■ **What to produce**:
Exactly reproduce the lines from the line containing "Category: wall texture" to the end of the data below, inclusive, and nothing else.

■ **Records for processing**:

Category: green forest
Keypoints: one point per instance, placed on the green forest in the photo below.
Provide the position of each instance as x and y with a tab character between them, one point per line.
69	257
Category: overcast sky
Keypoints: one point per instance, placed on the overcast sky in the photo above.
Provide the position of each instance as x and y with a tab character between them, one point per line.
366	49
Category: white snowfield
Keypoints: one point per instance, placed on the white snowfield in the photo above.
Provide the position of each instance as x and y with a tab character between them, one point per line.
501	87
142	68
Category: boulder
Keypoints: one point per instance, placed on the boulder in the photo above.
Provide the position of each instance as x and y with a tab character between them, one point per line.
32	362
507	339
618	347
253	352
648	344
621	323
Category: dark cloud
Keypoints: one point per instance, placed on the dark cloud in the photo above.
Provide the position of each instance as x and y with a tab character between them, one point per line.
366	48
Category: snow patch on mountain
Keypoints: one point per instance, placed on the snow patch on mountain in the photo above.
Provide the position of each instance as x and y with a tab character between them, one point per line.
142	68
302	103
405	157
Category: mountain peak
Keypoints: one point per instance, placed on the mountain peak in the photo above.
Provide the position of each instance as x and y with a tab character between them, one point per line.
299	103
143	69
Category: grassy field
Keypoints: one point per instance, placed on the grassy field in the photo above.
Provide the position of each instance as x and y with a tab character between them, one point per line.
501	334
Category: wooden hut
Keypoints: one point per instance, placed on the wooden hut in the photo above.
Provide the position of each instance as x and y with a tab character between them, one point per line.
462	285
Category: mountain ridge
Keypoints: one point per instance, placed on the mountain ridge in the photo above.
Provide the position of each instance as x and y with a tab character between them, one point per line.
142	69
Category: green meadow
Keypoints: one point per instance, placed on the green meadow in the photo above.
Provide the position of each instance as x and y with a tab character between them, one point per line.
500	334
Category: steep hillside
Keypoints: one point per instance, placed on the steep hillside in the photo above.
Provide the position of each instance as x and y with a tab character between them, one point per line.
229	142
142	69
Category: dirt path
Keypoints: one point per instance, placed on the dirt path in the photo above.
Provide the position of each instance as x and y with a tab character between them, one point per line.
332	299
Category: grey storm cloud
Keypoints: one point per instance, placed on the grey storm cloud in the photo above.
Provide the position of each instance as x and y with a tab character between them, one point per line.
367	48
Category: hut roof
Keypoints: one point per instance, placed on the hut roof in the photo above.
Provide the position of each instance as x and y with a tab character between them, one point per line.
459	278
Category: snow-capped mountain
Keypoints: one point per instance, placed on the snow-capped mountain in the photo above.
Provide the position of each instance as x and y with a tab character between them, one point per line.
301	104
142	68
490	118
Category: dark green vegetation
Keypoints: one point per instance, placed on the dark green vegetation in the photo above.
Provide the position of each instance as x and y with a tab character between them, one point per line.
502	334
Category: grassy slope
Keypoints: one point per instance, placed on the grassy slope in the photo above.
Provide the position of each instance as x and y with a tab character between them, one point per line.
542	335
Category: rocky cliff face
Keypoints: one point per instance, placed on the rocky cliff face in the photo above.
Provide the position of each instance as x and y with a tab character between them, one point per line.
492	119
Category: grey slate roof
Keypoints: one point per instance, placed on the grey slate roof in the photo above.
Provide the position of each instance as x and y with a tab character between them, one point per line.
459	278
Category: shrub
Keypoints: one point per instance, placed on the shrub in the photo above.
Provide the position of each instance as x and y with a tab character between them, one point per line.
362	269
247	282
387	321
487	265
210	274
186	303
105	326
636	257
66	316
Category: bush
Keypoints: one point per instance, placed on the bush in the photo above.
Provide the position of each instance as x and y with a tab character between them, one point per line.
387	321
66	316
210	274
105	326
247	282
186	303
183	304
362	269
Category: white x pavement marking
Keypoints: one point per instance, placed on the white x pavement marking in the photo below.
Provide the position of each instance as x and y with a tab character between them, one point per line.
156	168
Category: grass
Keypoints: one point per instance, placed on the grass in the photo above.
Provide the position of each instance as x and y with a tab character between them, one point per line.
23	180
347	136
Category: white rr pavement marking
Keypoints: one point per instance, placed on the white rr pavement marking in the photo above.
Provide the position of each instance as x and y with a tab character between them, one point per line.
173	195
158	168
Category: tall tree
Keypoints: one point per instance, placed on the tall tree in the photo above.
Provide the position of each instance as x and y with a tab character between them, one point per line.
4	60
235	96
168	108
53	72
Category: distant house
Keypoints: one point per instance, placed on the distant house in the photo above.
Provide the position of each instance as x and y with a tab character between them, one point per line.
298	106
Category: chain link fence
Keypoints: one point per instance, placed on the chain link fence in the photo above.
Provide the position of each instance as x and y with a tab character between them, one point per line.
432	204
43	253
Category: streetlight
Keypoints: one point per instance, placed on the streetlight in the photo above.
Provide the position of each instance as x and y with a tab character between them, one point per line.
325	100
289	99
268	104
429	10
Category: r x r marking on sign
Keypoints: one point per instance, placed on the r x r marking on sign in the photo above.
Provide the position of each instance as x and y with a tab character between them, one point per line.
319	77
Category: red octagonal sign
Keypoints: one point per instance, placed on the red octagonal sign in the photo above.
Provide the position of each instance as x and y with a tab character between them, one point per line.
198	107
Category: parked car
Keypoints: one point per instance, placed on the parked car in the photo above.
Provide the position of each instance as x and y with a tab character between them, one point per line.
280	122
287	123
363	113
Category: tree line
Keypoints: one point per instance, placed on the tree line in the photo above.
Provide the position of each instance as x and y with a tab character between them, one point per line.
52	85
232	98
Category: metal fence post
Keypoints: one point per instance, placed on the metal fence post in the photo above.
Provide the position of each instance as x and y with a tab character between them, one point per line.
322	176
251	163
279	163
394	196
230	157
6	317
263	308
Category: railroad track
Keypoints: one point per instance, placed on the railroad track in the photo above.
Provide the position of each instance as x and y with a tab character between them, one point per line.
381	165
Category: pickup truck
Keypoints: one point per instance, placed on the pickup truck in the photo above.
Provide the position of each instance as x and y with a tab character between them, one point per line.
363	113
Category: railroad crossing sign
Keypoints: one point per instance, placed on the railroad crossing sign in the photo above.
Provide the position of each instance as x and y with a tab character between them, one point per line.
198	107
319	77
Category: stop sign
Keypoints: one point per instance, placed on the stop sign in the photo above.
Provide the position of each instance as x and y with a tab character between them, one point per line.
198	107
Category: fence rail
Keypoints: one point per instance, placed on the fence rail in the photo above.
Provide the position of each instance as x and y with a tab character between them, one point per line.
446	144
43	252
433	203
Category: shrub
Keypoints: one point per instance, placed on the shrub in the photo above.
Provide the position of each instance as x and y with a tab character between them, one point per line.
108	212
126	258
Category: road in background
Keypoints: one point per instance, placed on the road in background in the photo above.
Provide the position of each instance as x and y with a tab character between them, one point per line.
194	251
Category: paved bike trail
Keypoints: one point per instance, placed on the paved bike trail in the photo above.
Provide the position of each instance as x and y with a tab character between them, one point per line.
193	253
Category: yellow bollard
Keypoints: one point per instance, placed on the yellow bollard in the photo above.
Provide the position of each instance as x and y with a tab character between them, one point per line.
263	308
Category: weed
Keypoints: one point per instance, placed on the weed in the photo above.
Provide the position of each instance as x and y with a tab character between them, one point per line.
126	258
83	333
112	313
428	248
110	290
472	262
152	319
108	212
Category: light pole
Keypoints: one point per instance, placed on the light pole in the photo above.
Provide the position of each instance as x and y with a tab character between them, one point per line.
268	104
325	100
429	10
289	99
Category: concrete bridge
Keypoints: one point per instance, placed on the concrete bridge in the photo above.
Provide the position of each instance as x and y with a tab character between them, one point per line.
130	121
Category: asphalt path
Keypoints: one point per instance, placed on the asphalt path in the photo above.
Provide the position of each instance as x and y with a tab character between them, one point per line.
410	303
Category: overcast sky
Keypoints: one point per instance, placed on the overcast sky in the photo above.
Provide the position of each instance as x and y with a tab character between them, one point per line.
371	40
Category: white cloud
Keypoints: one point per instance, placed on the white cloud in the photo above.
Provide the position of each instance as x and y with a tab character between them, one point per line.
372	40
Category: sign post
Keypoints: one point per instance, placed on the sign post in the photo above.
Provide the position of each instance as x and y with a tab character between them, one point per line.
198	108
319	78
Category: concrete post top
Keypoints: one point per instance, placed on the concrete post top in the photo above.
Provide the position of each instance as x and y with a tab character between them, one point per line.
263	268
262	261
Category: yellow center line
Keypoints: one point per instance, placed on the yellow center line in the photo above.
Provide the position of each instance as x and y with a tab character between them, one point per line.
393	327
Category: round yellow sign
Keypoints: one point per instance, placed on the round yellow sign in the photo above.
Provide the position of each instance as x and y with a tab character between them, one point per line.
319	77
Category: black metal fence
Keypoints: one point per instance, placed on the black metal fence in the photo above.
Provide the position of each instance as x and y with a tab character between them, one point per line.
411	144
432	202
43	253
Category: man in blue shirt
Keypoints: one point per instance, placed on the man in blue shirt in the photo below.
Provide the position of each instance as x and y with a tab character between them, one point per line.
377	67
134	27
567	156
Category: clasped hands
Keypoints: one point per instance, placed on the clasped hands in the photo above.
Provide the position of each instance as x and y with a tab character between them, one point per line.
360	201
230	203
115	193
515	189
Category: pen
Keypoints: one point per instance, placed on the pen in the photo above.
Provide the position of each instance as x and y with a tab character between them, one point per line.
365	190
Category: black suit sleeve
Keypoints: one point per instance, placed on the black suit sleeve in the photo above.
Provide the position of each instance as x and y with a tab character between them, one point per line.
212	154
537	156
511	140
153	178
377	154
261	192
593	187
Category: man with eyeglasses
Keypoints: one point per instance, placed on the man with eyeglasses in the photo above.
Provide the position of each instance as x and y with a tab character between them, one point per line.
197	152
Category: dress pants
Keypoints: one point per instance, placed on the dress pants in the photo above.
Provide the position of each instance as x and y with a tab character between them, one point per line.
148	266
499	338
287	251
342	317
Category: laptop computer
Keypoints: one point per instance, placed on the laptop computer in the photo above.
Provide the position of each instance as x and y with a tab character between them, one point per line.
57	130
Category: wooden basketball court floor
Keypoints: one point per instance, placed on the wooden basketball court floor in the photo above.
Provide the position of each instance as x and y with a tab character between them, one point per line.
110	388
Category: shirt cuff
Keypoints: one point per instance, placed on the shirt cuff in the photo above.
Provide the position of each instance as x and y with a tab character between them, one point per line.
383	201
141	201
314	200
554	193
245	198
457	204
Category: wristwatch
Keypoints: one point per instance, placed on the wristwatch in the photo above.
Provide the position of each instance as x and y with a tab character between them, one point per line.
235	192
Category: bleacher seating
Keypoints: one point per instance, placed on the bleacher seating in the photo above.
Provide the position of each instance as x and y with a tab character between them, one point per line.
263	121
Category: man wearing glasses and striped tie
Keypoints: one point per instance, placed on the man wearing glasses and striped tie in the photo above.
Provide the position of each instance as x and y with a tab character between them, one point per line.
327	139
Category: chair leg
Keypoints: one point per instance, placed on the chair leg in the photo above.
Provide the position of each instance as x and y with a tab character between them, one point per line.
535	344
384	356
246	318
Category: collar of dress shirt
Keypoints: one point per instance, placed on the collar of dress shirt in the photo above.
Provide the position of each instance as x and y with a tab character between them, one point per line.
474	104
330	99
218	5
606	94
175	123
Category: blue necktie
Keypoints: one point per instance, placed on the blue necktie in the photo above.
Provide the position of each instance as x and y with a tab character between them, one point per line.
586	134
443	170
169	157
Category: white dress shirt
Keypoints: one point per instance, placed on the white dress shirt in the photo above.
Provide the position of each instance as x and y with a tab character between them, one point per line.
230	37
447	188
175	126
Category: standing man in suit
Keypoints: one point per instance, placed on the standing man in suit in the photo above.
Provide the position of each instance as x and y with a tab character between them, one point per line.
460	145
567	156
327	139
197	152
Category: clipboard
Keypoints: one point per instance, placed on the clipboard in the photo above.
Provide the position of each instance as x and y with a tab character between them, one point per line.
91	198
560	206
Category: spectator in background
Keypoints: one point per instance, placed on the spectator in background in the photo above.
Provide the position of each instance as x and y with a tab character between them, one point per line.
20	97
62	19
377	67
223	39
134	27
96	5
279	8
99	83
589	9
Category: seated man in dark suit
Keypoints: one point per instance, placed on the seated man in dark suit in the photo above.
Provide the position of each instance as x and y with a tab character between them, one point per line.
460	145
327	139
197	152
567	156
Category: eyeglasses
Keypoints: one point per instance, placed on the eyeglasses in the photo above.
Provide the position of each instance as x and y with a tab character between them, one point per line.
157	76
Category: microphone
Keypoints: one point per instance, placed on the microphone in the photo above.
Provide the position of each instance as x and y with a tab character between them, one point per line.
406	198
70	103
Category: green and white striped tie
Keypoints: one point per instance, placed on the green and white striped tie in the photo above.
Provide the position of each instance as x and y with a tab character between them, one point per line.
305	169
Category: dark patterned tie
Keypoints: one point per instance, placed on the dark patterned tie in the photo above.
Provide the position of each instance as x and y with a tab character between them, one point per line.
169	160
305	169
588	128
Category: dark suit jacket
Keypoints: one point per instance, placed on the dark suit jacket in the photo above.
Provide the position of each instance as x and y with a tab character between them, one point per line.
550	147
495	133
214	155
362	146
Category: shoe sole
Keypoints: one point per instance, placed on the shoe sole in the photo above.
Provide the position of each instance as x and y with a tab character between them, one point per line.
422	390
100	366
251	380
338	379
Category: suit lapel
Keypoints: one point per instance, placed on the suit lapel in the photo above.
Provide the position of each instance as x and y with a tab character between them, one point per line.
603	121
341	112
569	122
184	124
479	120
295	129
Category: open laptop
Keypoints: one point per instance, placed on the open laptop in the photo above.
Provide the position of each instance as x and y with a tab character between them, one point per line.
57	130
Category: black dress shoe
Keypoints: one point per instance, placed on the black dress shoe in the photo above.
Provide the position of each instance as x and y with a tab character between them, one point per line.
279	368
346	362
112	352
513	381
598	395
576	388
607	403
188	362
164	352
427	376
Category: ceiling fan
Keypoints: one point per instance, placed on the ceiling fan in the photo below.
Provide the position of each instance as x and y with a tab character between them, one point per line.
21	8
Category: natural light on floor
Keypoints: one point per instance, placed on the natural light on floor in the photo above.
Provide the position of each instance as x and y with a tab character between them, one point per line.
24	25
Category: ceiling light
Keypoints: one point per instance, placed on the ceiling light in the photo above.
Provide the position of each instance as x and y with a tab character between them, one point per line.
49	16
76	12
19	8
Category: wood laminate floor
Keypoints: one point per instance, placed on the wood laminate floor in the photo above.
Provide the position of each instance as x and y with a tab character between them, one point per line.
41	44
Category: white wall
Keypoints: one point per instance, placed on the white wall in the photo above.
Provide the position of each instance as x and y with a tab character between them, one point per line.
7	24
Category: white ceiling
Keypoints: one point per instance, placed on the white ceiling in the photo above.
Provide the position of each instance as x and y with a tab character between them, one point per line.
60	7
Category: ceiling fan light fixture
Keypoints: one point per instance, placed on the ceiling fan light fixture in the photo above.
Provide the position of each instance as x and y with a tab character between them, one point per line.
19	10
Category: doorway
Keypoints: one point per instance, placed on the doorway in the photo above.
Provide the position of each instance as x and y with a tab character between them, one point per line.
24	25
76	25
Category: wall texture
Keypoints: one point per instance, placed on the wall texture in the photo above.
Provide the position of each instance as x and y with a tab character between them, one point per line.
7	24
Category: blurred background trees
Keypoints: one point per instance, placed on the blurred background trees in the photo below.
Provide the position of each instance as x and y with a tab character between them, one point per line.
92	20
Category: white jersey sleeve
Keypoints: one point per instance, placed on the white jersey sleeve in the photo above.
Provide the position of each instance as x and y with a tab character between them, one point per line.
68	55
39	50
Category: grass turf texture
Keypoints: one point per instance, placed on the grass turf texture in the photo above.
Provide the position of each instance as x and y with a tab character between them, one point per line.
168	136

■ **Output of the task**:
Category: wall texture
Keypoints: one point per instance, placed on the wall texture in the photo above.
Provide the position of each instance as x and y with a tab character between them, one point per line.
7	24
Category: blurred background trees
Keypoints: one point per instance, placed on the blurred background trees in the photo below.
Provide the position of each instance as x and y with a tab character between them, one point per line.
92	20
Category: white jersey sleeve
Keypoints: one point per instance, placed on the white jersey sleeve in the photo above.
Provide the position of each instance as x and y with a tab character between them, one point per line.
68	55
39	50
Category: grass turf texture
Keypoints: one point per instance, placed on the grass turf texture in the photo above.
Provide the position of each instance as x and y with a tab character between them, one point per line.
168	136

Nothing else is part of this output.